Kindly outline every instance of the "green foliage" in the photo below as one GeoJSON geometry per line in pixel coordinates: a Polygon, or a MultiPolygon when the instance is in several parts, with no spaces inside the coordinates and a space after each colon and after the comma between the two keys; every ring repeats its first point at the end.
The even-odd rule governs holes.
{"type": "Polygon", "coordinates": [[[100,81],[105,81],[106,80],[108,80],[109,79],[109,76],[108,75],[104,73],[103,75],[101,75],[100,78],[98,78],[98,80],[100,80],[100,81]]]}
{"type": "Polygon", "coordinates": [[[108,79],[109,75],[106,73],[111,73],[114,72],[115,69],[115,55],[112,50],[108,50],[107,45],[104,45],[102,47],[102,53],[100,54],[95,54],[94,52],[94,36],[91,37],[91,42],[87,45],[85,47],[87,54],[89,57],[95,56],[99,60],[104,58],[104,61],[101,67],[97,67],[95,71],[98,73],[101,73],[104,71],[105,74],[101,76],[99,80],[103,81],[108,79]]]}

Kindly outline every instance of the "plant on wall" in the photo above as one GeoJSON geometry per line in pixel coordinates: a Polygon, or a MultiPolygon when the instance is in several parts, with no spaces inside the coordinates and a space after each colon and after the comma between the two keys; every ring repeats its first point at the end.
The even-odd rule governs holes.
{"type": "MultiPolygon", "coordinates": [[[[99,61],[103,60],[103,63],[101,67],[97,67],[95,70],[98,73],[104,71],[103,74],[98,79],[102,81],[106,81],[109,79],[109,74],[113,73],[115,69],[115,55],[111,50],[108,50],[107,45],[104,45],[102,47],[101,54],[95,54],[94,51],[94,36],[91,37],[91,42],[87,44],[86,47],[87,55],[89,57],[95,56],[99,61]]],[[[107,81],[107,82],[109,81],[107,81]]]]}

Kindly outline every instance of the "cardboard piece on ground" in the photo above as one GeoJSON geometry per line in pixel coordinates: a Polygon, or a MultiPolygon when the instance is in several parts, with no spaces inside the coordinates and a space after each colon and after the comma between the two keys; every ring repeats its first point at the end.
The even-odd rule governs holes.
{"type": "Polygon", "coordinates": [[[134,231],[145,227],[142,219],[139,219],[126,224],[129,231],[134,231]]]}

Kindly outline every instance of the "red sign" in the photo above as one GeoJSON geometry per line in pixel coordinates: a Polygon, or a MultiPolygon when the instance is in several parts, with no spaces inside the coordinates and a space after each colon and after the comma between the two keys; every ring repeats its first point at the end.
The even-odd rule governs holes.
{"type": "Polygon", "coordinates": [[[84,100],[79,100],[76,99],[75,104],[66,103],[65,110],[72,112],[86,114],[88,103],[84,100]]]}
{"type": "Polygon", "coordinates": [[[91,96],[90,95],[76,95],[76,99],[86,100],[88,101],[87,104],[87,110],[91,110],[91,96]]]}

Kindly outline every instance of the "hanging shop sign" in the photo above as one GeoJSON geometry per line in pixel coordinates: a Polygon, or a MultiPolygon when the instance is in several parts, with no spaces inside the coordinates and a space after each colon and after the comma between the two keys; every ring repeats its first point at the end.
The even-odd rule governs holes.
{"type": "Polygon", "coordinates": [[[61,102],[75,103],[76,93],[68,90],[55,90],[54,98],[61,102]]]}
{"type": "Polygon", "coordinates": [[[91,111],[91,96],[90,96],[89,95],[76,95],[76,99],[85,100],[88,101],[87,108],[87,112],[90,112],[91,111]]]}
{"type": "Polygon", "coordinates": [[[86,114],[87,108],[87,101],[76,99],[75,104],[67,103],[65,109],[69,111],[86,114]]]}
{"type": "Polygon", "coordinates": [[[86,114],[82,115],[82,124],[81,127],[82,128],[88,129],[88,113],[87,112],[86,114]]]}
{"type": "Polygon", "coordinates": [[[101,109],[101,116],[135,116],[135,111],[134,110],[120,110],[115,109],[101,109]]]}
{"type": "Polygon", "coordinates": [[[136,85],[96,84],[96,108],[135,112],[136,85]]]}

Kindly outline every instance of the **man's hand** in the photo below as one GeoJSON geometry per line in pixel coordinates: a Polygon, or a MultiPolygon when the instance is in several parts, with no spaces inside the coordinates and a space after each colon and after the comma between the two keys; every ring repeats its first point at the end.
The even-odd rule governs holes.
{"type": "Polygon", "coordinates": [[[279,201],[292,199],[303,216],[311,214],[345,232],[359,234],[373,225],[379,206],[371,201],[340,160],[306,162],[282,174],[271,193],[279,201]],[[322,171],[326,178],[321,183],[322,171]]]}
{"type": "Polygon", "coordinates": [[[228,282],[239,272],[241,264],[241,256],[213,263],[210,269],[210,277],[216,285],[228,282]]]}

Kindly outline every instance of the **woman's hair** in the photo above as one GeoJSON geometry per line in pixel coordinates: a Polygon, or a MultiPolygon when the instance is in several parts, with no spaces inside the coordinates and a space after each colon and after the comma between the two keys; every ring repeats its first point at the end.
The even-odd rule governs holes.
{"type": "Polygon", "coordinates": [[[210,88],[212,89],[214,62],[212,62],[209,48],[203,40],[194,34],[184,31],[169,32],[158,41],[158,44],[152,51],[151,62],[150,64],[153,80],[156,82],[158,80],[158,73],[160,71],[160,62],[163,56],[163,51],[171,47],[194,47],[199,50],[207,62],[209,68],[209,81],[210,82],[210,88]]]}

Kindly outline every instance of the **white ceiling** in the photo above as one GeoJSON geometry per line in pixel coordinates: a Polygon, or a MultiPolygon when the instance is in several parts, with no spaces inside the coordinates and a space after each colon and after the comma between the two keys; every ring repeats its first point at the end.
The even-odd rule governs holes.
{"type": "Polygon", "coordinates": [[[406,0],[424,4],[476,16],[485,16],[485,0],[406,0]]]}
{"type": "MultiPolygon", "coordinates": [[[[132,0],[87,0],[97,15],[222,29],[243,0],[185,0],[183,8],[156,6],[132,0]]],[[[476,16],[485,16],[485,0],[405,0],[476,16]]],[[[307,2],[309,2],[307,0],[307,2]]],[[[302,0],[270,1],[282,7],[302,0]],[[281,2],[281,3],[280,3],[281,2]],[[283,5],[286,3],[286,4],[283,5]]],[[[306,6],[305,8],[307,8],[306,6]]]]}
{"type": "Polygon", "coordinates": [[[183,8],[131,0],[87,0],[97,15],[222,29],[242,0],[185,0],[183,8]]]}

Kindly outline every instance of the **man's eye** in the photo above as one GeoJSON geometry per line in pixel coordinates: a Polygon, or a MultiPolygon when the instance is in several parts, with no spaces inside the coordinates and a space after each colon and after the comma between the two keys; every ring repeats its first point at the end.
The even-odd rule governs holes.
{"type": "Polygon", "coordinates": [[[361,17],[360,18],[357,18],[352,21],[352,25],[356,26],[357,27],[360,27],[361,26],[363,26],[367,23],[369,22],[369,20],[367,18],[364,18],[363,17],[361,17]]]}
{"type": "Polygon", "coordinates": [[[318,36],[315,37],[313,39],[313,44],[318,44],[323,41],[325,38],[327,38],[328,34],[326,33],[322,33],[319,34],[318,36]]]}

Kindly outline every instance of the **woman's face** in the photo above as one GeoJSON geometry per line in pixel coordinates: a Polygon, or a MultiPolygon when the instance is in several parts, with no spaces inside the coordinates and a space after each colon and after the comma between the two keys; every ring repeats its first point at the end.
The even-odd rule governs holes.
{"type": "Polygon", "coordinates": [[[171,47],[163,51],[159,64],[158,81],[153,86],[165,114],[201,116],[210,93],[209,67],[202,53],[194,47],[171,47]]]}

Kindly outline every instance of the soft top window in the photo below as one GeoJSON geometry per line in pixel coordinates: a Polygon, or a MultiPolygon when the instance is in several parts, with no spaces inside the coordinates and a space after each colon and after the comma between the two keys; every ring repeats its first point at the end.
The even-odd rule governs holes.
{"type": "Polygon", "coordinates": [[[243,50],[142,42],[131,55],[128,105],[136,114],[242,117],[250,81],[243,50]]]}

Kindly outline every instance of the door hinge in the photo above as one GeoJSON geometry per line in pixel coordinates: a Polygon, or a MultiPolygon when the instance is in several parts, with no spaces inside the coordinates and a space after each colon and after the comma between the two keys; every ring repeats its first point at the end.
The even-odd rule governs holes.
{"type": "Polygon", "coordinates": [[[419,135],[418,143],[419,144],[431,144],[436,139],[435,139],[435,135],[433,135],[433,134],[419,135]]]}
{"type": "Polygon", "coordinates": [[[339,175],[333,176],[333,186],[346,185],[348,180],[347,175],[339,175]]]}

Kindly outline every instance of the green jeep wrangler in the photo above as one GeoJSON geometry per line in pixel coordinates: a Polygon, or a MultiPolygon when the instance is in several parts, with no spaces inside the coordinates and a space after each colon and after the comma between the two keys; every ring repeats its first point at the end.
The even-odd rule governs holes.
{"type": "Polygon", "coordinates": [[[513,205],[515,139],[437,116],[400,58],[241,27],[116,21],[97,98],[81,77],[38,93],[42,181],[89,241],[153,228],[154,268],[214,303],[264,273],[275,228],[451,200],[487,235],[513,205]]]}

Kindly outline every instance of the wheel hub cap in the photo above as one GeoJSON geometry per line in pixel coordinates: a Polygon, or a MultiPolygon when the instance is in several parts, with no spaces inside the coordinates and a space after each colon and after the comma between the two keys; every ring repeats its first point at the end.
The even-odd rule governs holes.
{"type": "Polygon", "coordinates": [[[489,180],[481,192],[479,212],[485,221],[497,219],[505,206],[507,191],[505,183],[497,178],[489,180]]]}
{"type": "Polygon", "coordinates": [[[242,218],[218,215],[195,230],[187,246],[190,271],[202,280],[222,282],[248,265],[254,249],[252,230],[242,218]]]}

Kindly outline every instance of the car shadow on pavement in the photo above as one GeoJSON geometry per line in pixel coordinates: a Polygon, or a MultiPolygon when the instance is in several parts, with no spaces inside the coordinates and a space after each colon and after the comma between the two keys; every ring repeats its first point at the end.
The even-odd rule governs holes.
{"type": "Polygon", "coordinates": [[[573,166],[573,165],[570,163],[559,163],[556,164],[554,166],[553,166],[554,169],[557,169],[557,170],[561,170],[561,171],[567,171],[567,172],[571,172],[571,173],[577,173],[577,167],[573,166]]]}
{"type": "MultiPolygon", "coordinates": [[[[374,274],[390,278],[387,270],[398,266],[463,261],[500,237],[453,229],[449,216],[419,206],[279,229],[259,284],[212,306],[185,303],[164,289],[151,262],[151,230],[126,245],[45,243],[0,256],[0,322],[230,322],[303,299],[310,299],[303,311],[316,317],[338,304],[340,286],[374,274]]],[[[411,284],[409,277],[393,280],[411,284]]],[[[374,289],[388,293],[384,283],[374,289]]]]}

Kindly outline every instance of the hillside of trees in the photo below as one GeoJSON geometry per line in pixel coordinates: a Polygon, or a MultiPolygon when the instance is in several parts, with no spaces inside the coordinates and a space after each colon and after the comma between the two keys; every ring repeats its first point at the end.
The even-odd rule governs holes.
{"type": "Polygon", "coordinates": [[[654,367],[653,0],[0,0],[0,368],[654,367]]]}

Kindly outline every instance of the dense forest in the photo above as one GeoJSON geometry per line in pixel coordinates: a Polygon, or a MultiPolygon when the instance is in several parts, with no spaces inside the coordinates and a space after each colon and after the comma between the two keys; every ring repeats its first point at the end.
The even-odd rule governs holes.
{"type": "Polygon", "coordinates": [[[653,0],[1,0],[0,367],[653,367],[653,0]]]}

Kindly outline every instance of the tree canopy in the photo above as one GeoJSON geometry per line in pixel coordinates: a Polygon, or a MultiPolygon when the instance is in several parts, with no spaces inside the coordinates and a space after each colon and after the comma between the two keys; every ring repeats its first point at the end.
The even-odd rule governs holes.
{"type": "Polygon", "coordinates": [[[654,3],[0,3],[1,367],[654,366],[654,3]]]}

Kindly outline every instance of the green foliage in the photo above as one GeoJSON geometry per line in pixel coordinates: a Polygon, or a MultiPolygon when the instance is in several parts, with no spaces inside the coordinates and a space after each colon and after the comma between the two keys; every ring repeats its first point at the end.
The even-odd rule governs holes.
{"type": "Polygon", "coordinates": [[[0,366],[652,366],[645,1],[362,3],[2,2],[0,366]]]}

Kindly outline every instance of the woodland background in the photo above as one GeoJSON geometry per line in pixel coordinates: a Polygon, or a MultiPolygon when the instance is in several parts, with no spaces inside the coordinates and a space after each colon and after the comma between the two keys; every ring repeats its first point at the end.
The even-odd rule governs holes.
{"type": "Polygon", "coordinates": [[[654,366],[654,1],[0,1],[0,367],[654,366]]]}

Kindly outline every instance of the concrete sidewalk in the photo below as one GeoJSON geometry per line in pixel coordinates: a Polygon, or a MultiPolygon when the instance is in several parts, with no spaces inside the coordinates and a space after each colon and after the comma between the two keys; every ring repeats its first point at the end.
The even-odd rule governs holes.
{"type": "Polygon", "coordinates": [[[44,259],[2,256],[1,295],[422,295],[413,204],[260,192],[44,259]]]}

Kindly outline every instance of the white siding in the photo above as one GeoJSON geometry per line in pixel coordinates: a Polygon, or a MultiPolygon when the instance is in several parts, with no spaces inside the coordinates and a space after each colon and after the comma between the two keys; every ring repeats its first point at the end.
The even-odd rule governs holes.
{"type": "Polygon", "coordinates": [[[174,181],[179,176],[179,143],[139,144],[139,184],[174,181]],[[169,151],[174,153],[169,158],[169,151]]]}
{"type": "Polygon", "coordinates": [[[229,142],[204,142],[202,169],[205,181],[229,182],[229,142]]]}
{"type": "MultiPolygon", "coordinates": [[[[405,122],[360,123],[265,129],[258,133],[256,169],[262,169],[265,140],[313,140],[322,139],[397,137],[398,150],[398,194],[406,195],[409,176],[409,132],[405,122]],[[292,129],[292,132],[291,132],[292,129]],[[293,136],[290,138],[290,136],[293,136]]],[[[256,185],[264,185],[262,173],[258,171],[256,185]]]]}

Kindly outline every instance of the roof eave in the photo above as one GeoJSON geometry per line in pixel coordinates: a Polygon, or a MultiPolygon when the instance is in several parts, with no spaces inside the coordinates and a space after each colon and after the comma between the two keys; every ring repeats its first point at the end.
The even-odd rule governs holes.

================================

- INSTRUCTIONS TO FOLLOW -
List every line of the data above that contains the word "green".

- FINAL RESULT -
Kindly outline every instance of the "green foliage" in the photo below as one GeoJSON geometry per line in pixel coordinates: a Polygon, or a MultiPolygon when the instance is in several parts, with no spaces inside the coordinates and a space after each colon and after the comma between the two keys; every ring repeats its first point at the end.
Kindly outline every instance of the green jeep wrangler in the photo above as one GeoJSON geometry per line in pixel coordinates: a Polygon, or a MultiPolygon when the instance is in several parts, with no spaces inside the coordinates and a space after each colon and after the comma between the two keys; every ring repeats its first point at the end.
Kindly outline every instance of the green foliage in the photo above as one GeoJSON geometry per line in pixel coordinates: a Polygon, or a MultiPolygon when the instance is in several parts, with no spaces inside the coordinates and a space after each colon and after the comma between the two keys; every ring repeats its first point at the end.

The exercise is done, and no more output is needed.